**What to produce:** Identify every line in the records below that contains the word "high", and reproduce each one.

** Task material follows **

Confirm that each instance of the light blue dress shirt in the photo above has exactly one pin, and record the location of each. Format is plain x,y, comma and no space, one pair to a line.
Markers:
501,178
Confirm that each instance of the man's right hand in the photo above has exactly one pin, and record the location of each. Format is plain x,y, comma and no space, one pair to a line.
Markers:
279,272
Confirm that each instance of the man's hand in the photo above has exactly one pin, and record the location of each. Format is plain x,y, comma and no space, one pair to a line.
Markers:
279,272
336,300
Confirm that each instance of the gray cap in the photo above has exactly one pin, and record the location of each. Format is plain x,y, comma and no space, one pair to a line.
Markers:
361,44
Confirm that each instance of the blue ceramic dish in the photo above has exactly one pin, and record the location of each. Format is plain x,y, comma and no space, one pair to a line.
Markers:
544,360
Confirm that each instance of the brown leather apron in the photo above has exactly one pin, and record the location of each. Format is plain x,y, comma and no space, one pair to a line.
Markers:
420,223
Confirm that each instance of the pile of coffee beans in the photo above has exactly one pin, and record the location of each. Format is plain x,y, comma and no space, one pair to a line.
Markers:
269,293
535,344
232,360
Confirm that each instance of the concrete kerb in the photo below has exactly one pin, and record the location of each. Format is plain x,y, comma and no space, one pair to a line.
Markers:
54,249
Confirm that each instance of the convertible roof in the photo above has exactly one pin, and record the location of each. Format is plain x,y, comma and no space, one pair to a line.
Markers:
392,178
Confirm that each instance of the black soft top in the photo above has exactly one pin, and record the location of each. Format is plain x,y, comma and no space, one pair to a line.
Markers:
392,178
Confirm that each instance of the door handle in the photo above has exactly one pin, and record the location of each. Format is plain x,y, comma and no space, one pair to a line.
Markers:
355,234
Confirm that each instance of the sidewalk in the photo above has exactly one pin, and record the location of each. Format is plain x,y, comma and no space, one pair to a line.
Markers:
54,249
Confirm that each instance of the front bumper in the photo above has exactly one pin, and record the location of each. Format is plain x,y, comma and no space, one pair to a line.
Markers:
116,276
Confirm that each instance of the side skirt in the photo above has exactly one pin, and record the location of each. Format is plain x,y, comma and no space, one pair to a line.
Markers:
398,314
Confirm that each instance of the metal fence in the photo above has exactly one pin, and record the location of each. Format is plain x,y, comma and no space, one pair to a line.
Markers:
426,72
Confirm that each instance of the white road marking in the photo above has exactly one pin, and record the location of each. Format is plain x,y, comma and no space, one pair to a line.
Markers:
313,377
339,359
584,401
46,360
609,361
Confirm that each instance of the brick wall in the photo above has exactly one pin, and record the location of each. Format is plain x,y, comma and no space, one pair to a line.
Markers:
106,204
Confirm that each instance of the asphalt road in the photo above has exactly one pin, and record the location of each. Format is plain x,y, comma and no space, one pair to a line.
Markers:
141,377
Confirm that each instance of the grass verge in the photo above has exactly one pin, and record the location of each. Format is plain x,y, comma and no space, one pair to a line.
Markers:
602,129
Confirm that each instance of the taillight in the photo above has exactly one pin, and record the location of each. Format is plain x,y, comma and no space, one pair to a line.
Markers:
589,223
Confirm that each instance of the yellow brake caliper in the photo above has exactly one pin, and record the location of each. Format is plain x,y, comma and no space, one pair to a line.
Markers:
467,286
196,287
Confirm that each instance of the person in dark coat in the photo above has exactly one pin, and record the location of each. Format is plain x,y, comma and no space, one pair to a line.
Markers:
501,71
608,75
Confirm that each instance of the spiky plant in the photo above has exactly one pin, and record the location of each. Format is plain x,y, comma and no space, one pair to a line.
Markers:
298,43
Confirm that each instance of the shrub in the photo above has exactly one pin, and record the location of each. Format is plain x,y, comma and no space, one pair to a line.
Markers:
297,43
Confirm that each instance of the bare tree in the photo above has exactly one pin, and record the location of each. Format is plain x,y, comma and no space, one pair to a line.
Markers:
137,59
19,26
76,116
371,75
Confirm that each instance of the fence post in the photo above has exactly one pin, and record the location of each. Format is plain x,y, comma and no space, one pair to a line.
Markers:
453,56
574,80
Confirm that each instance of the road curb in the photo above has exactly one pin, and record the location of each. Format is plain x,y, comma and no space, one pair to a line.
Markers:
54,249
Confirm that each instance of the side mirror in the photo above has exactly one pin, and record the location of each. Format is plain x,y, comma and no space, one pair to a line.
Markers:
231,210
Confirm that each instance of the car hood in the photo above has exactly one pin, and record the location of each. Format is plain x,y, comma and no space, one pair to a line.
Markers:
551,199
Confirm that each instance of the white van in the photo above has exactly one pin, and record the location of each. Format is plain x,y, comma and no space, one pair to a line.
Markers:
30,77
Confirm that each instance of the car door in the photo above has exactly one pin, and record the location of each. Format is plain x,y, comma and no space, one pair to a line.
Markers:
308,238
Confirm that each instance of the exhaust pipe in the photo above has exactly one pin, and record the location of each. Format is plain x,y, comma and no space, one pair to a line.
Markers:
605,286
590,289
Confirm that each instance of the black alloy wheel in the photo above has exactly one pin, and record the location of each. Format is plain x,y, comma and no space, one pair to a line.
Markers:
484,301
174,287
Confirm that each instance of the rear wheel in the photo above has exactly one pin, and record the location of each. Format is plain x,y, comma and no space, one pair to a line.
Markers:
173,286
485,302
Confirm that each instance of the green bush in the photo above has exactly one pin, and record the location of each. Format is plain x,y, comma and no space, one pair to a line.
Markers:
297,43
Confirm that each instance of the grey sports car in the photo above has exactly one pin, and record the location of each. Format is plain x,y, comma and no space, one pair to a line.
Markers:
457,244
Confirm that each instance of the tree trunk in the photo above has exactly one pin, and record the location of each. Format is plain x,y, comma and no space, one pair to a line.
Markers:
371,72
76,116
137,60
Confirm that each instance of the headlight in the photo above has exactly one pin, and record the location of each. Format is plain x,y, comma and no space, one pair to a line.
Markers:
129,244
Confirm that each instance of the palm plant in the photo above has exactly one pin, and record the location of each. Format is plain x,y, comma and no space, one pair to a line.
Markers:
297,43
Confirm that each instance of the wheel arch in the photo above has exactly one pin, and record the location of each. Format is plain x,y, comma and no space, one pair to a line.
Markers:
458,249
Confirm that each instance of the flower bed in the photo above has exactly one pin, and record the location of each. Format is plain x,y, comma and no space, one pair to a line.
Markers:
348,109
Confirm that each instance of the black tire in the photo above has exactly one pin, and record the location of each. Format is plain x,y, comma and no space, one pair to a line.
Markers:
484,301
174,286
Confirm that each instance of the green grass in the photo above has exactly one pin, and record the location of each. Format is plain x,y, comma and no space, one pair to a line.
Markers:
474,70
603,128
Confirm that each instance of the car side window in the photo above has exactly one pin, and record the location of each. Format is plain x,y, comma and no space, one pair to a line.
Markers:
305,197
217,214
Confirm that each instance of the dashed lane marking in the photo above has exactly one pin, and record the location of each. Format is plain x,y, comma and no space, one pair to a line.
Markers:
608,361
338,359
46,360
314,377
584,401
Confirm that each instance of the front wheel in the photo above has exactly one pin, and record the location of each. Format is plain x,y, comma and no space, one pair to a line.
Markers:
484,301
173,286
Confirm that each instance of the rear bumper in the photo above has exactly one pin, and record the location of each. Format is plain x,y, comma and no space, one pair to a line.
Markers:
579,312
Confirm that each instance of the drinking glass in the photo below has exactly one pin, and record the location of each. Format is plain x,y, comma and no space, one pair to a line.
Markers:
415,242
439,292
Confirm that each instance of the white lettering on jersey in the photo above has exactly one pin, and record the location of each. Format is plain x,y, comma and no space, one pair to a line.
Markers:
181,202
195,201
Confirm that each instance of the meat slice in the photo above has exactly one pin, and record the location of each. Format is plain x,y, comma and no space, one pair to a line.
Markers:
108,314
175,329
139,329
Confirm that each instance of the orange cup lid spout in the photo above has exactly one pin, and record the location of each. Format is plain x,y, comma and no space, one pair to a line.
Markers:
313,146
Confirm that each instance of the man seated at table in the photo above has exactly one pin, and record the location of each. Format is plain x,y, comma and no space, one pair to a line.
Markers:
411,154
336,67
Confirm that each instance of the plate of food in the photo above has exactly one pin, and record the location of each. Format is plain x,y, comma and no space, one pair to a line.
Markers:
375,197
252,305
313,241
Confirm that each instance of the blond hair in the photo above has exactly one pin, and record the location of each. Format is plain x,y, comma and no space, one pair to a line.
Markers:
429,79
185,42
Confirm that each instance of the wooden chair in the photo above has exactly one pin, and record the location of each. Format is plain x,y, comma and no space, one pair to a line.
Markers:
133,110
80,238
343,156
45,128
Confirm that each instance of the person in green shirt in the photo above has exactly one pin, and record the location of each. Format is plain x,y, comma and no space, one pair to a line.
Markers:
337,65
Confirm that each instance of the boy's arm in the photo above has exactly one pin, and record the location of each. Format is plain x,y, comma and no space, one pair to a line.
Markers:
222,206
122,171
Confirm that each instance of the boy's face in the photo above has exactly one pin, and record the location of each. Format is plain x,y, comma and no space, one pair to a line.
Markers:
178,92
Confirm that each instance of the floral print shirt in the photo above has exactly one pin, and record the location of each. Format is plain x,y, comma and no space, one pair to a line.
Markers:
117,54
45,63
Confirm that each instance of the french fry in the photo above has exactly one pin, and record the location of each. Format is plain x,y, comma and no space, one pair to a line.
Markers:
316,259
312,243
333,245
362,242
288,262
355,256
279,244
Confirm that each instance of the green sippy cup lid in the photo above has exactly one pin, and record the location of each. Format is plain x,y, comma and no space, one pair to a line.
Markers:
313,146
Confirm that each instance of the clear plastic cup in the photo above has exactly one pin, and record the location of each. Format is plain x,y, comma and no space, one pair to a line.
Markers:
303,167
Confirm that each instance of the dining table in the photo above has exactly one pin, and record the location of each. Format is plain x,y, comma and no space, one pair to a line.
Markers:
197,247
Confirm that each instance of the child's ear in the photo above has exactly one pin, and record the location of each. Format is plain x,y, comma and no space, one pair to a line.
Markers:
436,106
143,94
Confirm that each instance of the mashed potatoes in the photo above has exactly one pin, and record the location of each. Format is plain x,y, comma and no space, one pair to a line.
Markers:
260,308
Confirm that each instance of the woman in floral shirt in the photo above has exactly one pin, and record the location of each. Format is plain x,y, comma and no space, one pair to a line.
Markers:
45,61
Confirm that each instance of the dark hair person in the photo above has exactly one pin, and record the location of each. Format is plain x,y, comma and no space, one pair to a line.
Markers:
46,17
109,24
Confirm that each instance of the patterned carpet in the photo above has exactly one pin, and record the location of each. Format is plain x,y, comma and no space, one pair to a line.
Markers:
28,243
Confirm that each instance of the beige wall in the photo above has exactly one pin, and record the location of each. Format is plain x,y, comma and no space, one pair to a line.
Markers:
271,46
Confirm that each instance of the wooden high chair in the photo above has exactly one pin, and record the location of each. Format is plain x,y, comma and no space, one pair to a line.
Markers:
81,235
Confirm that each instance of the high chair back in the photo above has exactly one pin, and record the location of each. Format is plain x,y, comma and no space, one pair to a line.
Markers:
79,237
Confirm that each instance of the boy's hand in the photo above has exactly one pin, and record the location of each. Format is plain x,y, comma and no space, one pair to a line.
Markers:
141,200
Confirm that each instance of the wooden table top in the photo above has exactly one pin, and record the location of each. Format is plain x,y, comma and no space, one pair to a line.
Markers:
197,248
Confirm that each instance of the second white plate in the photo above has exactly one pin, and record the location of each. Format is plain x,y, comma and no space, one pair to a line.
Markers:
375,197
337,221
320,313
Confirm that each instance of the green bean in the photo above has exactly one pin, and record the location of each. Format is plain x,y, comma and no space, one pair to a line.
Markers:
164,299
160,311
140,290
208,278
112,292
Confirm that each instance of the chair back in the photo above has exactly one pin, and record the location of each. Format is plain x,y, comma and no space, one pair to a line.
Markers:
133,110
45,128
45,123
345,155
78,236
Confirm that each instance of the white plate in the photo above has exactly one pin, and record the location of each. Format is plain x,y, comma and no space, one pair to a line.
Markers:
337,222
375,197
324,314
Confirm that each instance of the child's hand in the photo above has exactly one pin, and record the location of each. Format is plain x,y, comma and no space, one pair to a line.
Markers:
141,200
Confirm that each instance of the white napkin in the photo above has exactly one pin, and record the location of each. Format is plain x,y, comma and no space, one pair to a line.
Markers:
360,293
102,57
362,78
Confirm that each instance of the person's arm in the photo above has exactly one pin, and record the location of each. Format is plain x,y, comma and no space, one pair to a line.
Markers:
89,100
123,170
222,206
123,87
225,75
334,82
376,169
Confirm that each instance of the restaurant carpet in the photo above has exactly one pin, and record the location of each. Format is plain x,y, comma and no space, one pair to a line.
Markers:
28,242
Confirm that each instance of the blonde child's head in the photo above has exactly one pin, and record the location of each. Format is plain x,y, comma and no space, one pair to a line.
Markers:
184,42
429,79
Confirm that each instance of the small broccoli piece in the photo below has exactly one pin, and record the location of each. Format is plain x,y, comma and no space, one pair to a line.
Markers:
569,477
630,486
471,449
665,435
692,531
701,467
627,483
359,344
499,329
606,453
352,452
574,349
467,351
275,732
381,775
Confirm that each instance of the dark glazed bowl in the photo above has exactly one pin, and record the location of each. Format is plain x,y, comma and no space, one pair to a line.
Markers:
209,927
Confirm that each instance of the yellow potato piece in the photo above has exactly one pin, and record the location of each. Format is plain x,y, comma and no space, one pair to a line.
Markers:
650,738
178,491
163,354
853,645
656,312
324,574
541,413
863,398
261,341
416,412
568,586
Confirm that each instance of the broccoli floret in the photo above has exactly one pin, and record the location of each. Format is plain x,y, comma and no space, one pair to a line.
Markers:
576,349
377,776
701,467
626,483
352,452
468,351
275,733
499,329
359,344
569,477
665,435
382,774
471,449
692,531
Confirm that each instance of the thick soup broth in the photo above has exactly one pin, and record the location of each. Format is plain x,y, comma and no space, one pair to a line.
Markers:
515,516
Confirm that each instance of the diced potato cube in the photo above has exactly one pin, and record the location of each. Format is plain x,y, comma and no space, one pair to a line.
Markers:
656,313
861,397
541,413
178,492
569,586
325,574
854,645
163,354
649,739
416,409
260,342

** End of Task material **

**Output of the exercise:**
Confirm that each instance of the wooden high chair in the photo above has exactly one pin, and record the location of each. Format is plain x,y, comma and no space, one pair to a line.
Confirm that each instance of the high chair back in the photo above has exactly one pin, and record the location of each. Format is plain x,y, comma and no space, one pair to a line.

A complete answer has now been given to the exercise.